→ **Problem description**: Would you print the listing that follows exactly, but without its pictures?

→ **Supplied information**:
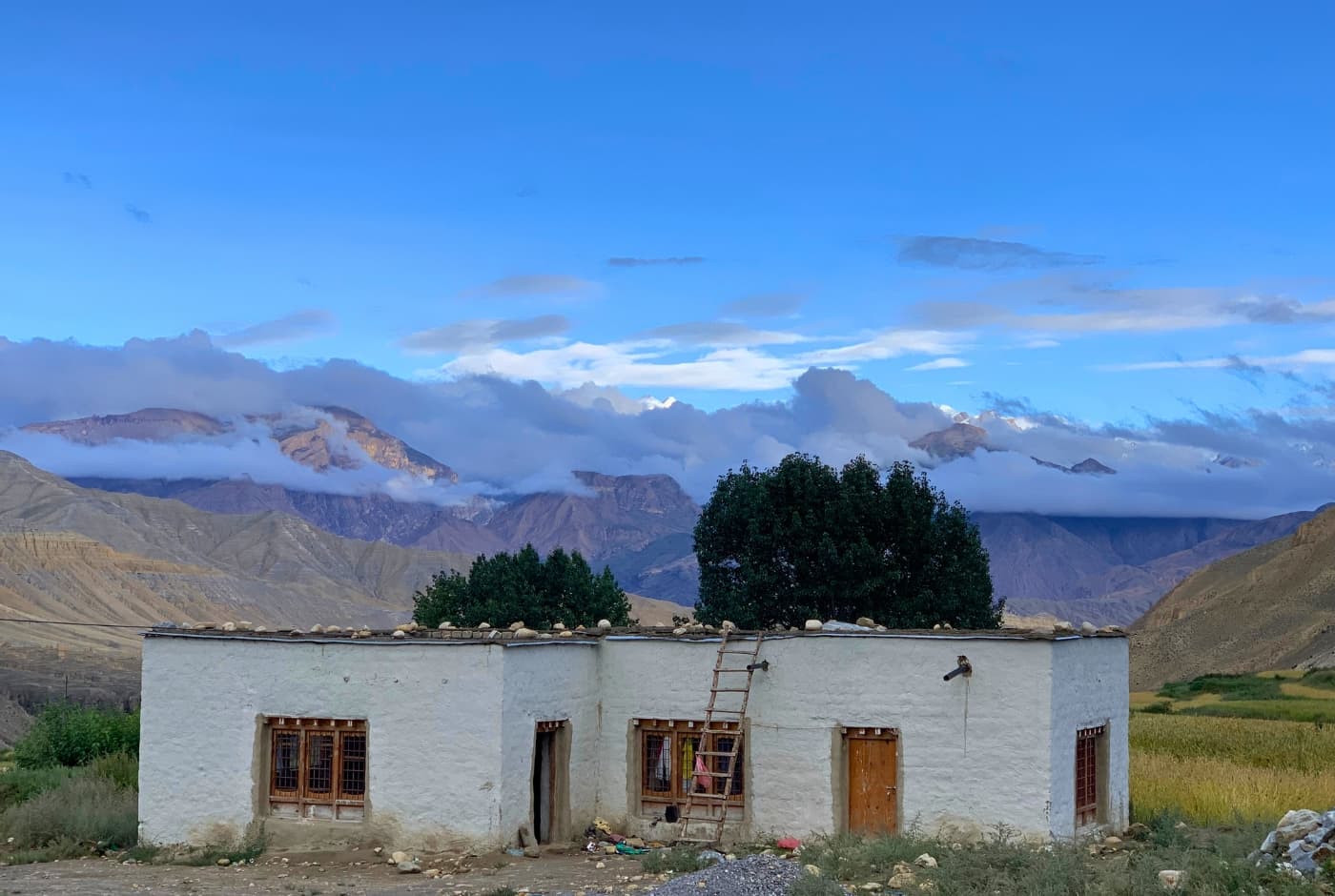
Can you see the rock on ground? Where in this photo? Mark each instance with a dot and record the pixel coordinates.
(750, 876)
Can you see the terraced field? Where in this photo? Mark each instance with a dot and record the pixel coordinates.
(1225, 748)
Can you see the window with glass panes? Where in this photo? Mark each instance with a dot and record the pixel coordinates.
(1087, 773)
(317, 766)
(668, 751)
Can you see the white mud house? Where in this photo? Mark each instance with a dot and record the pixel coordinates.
(457, 739)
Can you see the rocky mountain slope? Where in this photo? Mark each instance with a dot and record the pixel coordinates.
(1108, 570)
(621, 521)
(123, 555)
(1267, 608)
(316, 437)
(72, 555)
(1105, 570)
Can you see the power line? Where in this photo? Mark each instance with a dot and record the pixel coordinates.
(92, 625)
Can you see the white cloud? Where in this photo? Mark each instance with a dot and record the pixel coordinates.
(940, 363)
(890, 343)
(1304, 358)
(633, 365)
(696, 356)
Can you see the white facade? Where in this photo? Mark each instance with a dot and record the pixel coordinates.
(451, 729)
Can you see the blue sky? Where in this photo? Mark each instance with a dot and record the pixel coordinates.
(1103, 212)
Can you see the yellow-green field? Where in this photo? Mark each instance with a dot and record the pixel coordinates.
(1218, 768)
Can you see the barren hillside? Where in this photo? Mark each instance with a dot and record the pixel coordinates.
(1271, 606)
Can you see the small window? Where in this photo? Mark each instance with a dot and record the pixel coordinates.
(317, 768)
(668, 764)
(1088, 746)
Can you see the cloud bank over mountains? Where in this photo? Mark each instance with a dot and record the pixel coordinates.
(511, 436)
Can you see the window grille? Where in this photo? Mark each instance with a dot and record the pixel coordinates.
(317, 766)
(1087, 775)
(668, 762)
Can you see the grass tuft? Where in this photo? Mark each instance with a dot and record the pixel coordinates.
(247, 851)
(22, 784)
(677, 860)
(82, 809)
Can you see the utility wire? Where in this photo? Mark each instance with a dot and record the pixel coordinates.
(93, 625)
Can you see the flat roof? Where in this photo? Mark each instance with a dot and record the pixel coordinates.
(587, 637)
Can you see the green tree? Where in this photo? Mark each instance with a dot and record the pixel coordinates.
(506, 588)
(66, 733)
(805, 541)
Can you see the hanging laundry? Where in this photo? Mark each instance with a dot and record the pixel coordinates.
(663, 768)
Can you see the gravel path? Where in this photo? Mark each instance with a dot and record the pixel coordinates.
(558, 875)
(750, 876)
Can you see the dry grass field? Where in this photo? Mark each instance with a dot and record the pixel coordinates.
(1231, 749)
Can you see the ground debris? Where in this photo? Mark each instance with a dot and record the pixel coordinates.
(750, 876)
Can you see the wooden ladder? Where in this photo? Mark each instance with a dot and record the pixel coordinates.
(711, 808)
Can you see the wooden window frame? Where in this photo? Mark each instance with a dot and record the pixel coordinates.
(1088, 748)
(681, 732)
(347, 763)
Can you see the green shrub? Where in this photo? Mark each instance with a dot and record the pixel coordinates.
(120, 769)
(1319, 679)
(66, 733)
(64, 848)
(22, 784)
(1161, 708)
(83, 809)
(1227, 686)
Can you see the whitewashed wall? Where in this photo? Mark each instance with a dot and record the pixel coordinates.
(1090, 686)
(451, 729)
(974, 752)
(434, 723)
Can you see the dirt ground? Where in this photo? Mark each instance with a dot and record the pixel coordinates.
(565, 872)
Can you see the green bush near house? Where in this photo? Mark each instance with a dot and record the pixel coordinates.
(66, 733)
(120, 769)
(1215, 862)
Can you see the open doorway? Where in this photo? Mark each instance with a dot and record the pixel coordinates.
(550, 753)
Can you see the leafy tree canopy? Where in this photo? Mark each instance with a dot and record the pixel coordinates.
(507, 588)
(804, 540)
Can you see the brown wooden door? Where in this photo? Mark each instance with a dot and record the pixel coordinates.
(872, 782)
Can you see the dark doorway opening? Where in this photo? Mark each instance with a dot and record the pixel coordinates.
(547, 782)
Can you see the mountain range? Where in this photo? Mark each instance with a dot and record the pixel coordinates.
(71, 555)
(1101, 569)
(1267, 608)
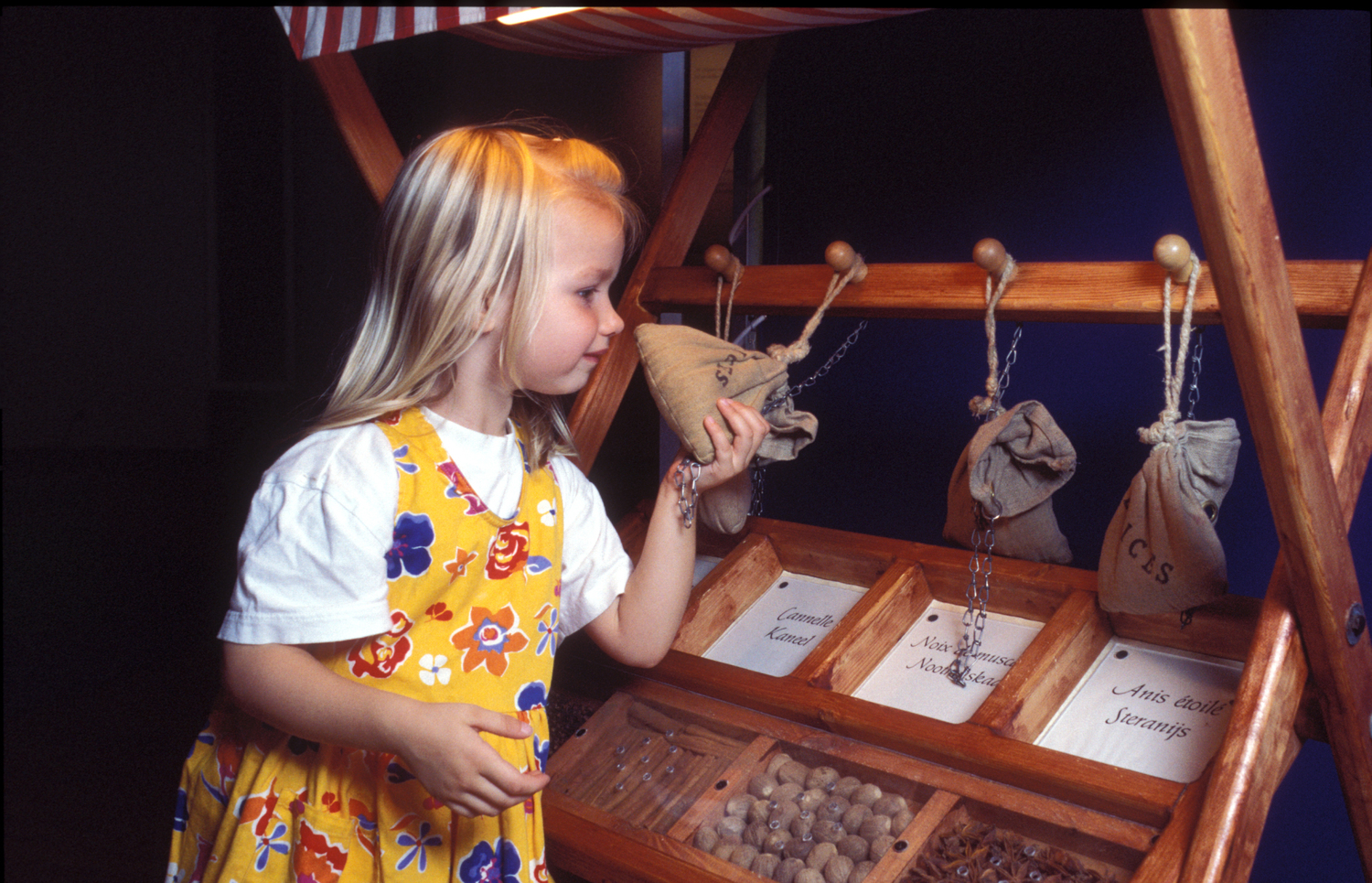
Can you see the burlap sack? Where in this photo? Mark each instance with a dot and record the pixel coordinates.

→ **Written solution**:
Can you see the rock on ground? Where in this photo? Mark each instance with a dot and record the pixel coordinates.
(750, 876)
Can you see the terraced field? Where in this photo? Mark each instance with a dot and record the pixel coordinates.
(1225, 748)
Can you see the window with glass panes? Where in this photo? Mark each instance with a dot and record the pixel coordinates.
(1087, 773)
(317, 766)
(668, 751)
Can you see the white mud house? Where in this photo? Mark each instance with a dot and record the pixel coordinates.
(457, 739)
Can you see the rocky mountain slope? Where in this photo? Mark each instance with a dot and record the pixel coordinates.
(1108, 570)
(621, 521)
(123, 555)
(1267, 608)
(316, 437)
(72, 555)
(1105, 570)
Can you see the power line? Where in this photo? Mark each instance with a dot and record the pixel coordinates.
(92, 625)
Can you see the white cloud? Where in this photo? Mark each instance with a dot and record the pixel coordinates.
(940, 363)
(890, 343)
(1304, 358)
(633, 365)
(696, 356)
Can you see the white facade? Where in this photo? Mark each instance with a dot and record the pixel coordinates.
(451, 729)
Can you see the blue sky? Where in this photo? Mark each instance with a dot and record the pixel coordinates.
(1103, 212)
Can you see the yellow-green field? Where in this photo? Mark each instance with a dot and record the pixel coordinates.
(1218, 768)
Can you see the barren hillside? Where in this photo? Mark each instance with a dot and record the pixel coordinates.
(1271, 606)
Can you see the small window? Where in this photo? Mark each instance with a dot and record the pixel coordinates.
(317, 768)
(668, 764)
(1088, 746)
Can you see the cloud bank over mountains? Where in this photo? Mark each instance with a dot and record the pixel coordinates.
(511, 436)
Can you see the window grille? Where in this photo? Mark each instance with a dot and record the pixel coordinates.
(317, 766)
(1087, 775)
(668, 762)
Can you see the grass tuft? Where in this photo? Mark each instance with a dot and record the pixel coordinates.
(247, 851)
(22, 784)
(677, 860)
(82, 809)
Can you see the utility wire? Where in this photo? Mark each instance with a dot and record the pixel coordinates.
(93, 625)
Can you see the flat roof? Where in this photo? Mark each instance with a dot and record the pixel coordinates.
(587, 637)
Can you see the green tree? Where in this photo? Mark each instance with a dot and record the pixel coordinates.
(506, 588)
(66, 733)
(805, 541)
Can you see the hanging laundry? Where in this photo? Mark each instance with a dot and record the pixel coordinates.
(663, 768)
Can you see the gravel path? Where in this photo? Mark each instance with a dot and record the pixel coordinates.
(558, 875)
(750, 876)
Can you see the dry grass field? Where in this photo? Mark each instance with a dot and record the pixel coordinates.
(1231, 749)
Can you see the ground debris? Where in this photo? Mark each instance with a dot and record the pixel coordinates.
(750, 876)
Can you see the wooden ladder? Where in this photo? Mark each instance with a dot and record the pixel coordinates.
(711, 808)
Can you see the wooden window frame? Where in this photo? Mark each instance with a dot and record the pixel coordinates.
(1088, 748)
(681, 732)
(347, 763)
Can you see the green shrub? Where in this photo? Mark each instance with a dot and record the pixel coordinates.
(120, 769)
(1319, 679)
(66, 733)
(64, 848)
(22, 784)
(1161, 708)
(83, 809)
(1227, 686)
Can you see the whitewashed wall? Where in this photo? Mark each instance with a dot and record the pixel coordinates.
(1090, 686)
(451, 729)
(974, 752)
(434, 723)
Can you see the dirt ground? Where in this photo? Mark each instance with a dot and record the pixel coordinates.
(565, 872)
Can you see the green bush near house? Where in this photo? Mark each instance with a dot and record the pixel coordinates.
(66, 733)
(120, 769)
(1215, 862)
Can you see the open doorway? Where in this photo? Mark each instance with a dot and record the pixel coordinates.
(550, 753)
Can you see the leafy tree canopy? Where in this photo? Mark each instance with a dot and record the pixel coordinates.
(507, 588)
(804, 540)
Can you see the brown wooden door? Where in this photo? Mark each instance with a dot and record the pixel coordinates.
(872, 782)
Can you see the dark doorway opening? Where in this photo? Mark each instance with a dot and record the pixel coordinates.
(547, 782)
Can you see the mountain range? Where in this photo? Mark each instance with a dot and record the pixel coordinates.
(71, 555)
(1101, 569)
(1267, 608)
Can you see the burlap sack? Where in this photo? Mark each instance with a dot and record the pixel coordinates.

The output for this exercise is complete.